Exercise brief: Write out each of the entries below verbatim, changing nothing.

Dataset rows:
※

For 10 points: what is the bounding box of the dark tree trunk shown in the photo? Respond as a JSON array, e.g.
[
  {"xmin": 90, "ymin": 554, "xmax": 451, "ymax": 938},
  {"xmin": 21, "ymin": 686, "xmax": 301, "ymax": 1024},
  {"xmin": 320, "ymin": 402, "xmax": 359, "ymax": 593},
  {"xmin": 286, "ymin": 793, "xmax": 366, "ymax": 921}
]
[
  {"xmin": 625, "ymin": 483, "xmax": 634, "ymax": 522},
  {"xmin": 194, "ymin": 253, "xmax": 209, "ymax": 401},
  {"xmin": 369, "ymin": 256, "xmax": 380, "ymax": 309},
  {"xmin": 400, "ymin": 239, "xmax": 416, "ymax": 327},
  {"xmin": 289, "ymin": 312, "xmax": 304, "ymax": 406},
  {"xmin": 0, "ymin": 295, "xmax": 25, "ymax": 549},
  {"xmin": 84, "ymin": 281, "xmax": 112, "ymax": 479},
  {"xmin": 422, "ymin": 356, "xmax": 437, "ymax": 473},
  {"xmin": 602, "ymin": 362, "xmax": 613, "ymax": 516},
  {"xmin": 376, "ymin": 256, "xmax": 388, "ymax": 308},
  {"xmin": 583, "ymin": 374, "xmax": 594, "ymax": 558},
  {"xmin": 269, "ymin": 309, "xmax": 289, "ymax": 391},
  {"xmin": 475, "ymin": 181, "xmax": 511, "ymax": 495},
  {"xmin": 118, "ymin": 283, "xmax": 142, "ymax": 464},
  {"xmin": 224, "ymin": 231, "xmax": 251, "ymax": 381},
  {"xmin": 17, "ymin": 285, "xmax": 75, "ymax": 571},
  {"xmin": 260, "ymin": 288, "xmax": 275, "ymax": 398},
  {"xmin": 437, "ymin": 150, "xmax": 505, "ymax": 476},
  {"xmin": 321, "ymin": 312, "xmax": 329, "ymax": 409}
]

※

Reply:
For 10 points: what is the bounding box of the dark tree trunk shown in the photo? Respond as a JSON array, e.g.
[
  {"xmin": 90, "ymin": 554, "xmax": 451, "ymax": 938},
  {"xmin": 21, "ymin": 686, "xmax": 301, "ymax": 1024},
  {"xmin": 320, "ymin": 402, "xmax": 359, "ymax": 593},
  {"xmin": 286, "ymin": 793, "xmax": 366, "ymax": 921}
]
[
  {"xmin": 625, "ymin": 483, "xmax": 634, "ymax": 522},
  {"xmin": 194, "ymin": 253, "xmax": 209, "ymax": 401},
  {"xmin": 369, "ymin": 256, "xmax": 380, "ymax": 309},
  {"xmin": 400, "ymin": 239, "xmax": 416, "ymax": 327},
  {"xmin": 289, "ymin": 312, "xmax": 304, "ymax": 406},
  {"xmin": 0, "ymin": 295, "xmax": 25, "ymax": 549},
  {"xmin": 84, "ymin": 281, "xmax": 112, "ymax": 479},
  {"xmin": 422, "ymin": 356, "xmax": 437, "ymax": 473},
  {"xmin": 602, "ymin": 362, "xmax": 613, "ymax": 516},
  {"xmin": 376, "ymin": 256, "xmax": 388, "ymax": 308},
  {"xmin": 583, "ymin": 374, "xmax": 594, "ymax": 558},
  {"xmin": 269, "ymin": 309, "xmax": 289, "ymax": 391},
  {"xmin": 475, "ymin": 181, "xmax": 511, "ymax": 495},
  {"xmin": 118, "ymin": 283, "xmax": 142, "ymax": 464},
  {"xmin": 224, "ymin": 231, "xmax": 251, "ymax": 381},
  {"xmin": 17, "ymin": 285, "xmax": 75, "ymax": 571},
  {"xmin": 260, "ymin": 288, "xmax": 275, "ymax": 398},
  {"xmin": 437, "ymin": 150, "xmax": 505, "ymax": 476},
  {"xmin": 321, "ymin": 312, "xmax": 329, "ymax": 409}
]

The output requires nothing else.